- _What to produce_: Quote the listing below in its entirety.

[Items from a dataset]

-- BEGIN --

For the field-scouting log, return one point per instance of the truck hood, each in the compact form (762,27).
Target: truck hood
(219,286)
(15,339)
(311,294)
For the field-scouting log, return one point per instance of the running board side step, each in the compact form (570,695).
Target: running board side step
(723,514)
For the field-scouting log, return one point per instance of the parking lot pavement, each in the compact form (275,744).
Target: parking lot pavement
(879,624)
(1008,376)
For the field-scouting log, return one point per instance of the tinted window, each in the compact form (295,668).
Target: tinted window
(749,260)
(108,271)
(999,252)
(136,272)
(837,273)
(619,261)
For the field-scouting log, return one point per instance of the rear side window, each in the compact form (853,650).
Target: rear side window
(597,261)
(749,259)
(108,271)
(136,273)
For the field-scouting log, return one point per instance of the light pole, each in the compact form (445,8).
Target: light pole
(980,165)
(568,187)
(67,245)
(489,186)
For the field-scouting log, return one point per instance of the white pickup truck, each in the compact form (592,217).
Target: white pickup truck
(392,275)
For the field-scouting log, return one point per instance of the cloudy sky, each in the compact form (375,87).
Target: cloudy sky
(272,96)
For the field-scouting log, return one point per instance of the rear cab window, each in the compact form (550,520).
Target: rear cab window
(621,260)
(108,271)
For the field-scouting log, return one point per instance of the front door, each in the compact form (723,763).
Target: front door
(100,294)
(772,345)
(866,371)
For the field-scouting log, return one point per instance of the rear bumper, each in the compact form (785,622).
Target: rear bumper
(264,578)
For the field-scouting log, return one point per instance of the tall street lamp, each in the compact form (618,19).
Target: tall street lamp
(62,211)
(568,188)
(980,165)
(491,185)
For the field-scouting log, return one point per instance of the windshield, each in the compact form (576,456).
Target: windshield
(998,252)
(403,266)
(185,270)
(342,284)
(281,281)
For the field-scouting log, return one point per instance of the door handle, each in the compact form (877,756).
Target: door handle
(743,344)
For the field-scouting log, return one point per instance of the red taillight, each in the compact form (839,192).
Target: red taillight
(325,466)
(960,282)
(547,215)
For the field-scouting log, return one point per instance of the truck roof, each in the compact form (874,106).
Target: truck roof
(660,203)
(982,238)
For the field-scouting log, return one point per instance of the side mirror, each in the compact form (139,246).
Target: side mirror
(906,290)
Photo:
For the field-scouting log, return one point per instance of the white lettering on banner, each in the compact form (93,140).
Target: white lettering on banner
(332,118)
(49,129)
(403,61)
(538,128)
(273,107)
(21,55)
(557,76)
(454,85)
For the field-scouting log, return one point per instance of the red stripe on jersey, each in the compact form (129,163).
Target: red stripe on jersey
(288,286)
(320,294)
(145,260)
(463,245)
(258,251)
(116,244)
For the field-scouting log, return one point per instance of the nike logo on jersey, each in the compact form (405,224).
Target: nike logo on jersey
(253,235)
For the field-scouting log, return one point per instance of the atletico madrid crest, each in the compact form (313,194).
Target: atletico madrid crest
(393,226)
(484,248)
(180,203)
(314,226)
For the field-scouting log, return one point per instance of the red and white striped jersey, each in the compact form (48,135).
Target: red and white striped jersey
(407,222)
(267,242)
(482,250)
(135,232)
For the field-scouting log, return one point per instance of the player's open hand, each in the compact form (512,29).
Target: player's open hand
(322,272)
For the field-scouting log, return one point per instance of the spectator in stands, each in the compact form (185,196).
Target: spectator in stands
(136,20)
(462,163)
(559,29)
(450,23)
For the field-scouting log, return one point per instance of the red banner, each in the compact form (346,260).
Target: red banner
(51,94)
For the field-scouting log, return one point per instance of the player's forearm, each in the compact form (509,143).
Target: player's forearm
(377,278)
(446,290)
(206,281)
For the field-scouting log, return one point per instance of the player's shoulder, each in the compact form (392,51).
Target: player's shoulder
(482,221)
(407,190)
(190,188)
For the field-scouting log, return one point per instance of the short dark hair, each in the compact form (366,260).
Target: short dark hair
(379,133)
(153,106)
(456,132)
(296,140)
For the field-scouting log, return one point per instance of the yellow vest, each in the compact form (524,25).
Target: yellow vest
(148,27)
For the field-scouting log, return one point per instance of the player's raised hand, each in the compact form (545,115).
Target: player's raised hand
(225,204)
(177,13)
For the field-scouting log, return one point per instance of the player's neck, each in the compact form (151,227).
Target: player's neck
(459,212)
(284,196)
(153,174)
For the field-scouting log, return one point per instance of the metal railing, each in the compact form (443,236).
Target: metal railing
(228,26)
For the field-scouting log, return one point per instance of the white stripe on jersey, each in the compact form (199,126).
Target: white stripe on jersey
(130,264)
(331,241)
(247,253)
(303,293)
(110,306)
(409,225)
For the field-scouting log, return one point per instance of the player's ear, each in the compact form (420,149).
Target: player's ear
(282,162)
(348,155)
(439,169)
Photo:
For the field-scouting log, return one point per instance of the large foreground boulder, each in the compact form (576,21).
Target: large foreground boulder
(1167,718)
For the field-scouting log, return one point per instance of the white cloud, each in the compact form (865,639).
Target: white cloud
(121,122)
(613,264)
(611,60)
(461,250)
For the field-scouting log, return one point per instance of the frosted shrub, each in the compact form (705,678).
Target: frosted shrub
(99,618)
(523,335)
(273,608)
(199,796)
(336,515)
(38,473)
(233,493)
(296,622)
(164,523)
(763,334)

-- END --

- _Written solution_:
For the field-scouting log, return one point per instance of the truck hood, each in the compact form (762,27).
Target: truck hood
(219,286)
(15,339)
(311,294)
For the field-scouting log, return one point per instance of the running board side step, each in the compact form (570,695).
Target: running board side step
(723,514)
For the field-scouting log, return one point per instance of the parking lot pavement, each in the compact form (275,744).
Target: parking lot pavement
(879,624)
(1008,376)
For the field-scouting log, return one point per instance of the tinted window, each in the compact form (295,668).
Target: tinted window
(749,260)
(108,271)
(999,252)
(136,272)
(837,273)
(619,261)
For the field-scouting log, return one point per instance of the rear side window, each in the compact form (853,650).
Target: rear side window
(597,261)
(749,259)
(108,271)
(136,273)
For the field-scouting log, return one point per instance of the light pole, each in the compact form (445,8).
Target: light pole
(980,165)
(568,187)
(67,245)
(489,186)
For the field-scouting log, return one point per instance of the white pickup truck, each in the compact form (592,217).
Target: white pickup truck
(392,275)
For the field-scouting log, return one point per instance of the cloudy sky, each in the compact form (375,87).
Target: cloudy sky
(272,96)
For the field-scouting log, return one point per instance of the rear cab window, each in the compact form (550,520).
Target: rear cab window
(621,260)
(108,271)
For the field-scouting log, return one point per instance of the front door, each in the compact form (723,763).
Target: front door
(100,294)
(772,345)
(866,371)
For the field-scouting log, return one point per instance of the rear bumper, each in the compact form (785,622).
Target: rear bumper
(264,578)
For the field-scouting log, return one point per instance of the tall street lamp, each in the compact form (618,19).
Target: tall street lamp
(62,211)
(568,188)
(980,165)
(491,185)
For the field-scouting log, return one point per instance of the windshield, each in the compact form (576,456).
Target: windshield
(998,252)
(403,266)
(185,270)
(342,284)
(281,281)
For the field-scouting log, return one point per instance of the door handle, each in the compact form (877,756).
Target: door handle
(743,344)
For the field-scouting log, return one point per instance of the red taillight, each in the compact form (839,192).
Target: red taillight
(325,466)
(960,282)
(547,215)
For the field-scouting log, return one point per instance of the truck roof, each in the compact form (874,106).
Target: truck roof
(660,203)
(982,238)
For the field-scouting log, return one point per instance of the side mirror, each in the compact form (139,246).
Target: side mirror
(906,290)
Photo:
For the field-scouting log, return one point per instance of the white lettering on banner, each in the compact form (93,140).
Target: white lettering on banner
(332,118)
(49,129)
(403,61)
(538,128)
(273,107)
(21,55)
(557,76)
(454,85)
For the field-scouting log, return one point per instance of the red stripe on jersey, each in the compact form (129,163).
Target: red stripe on jersey
(288,286)
(320,294)
(145,260)
(463,245)
(258,251)
(116,244)
For the field-scouting log, return one point per instance of the nike logo on jersey, each in the compact form (405,224).
Target: nike logo on jersey
(253,235)
For the field-scouting log, return one point per instance of the atletico madrid crest, each in the compact form (313,194).
Target: atletico madrid crest
(393,226)
(484,248)
(180,203)
(314,226)
For the field-scouting log, return one point per instance of the red and white striped jersey, each in the compact form (48,135).
Target: red and white striped jersey
(407,222)
(267,242)
(482,250)
(135,232)
For the field-scouting log, return one point per instance of the player's open hand, each in the compact form (512,29).
Target: player's open hand
(322,272)
For the field-scouting log, return one point per instance of the spectator in stands, each in the compact form (185,196).
Target: spectator in stands
(136,20)
(462,163)
(559,29)
(450,23)
For the field-scouting log, return one point per instance of the red banner, each in the compact form (346,260).
Target: red banner
(51,94)
For the field-scouting log, return one point per instance of the player's forearm, each in the compact form (509,143).
Target: player's forearm
(377,278)
(446,290)
(206,281)
For the field-scouting log, return one point per instance of the player's shoulder, each in the compact form (392,51).
Target: player's shoulder
(482,221)
(407,190)
(190,188)
For the field-scouting log, return one point per instance of the short dark hair, each in the compact form (366,260).
Target: short dark hair
(379,133)
(153,106)
(456,132)
(296,140)
For the field-scouting log, return one point per instance of the yellow vest, each in the compact form (524,25).
Target: yellow vest
(148,27)
For the field-scouting log, return one point per instance of the player's raised hand, each in the compact form (545,115).
Target: player's raised hand
(225,204)
(177,13)
For the field-scouting log, return one point per instance of the player's neck, each in the compact form (151,227).
Target: player's neck
(459,212)
(284,196)
(153,174)
For the field-scouting log, return one point per instance of the metal railing, each in the compact form (443,236).
Target: metal railing
(228,26)
For the field-scouting log, return one point per instance of the white stripe on jersey, each in the compact form (199,126).
Target: white stripe on jersey
(130,264)
(331,241)
(247,253)
(303,293)
(110,306)
(409,225)
For the field-scouting log, return one point per instance of the player's ear, each in the compact form (420,149).
Target: player's ear
(282,162)
(348,155)
(439,169)
Photo:
For the field-scouting log, return one point per instance of the large foreground boulder, each in the compact form (576,21).
Target: large foreground boulder
(1167,718)
For the field-scouting log, return one point per instance of the white cloud, each in the compact form (865,639).
Target: white cloud
(121,122)
(613,264)
(611,60)
(461,250)
For the field-scouting log, return one point per instance of the frosted shrub, each in the compact form (705,678).
Target: frosted shrub
(99,618)
(523,335)
(273,608)
(199,796)
(336,515)
(38,473)
(233,493)
(296,622)
(164,523)
(763,334)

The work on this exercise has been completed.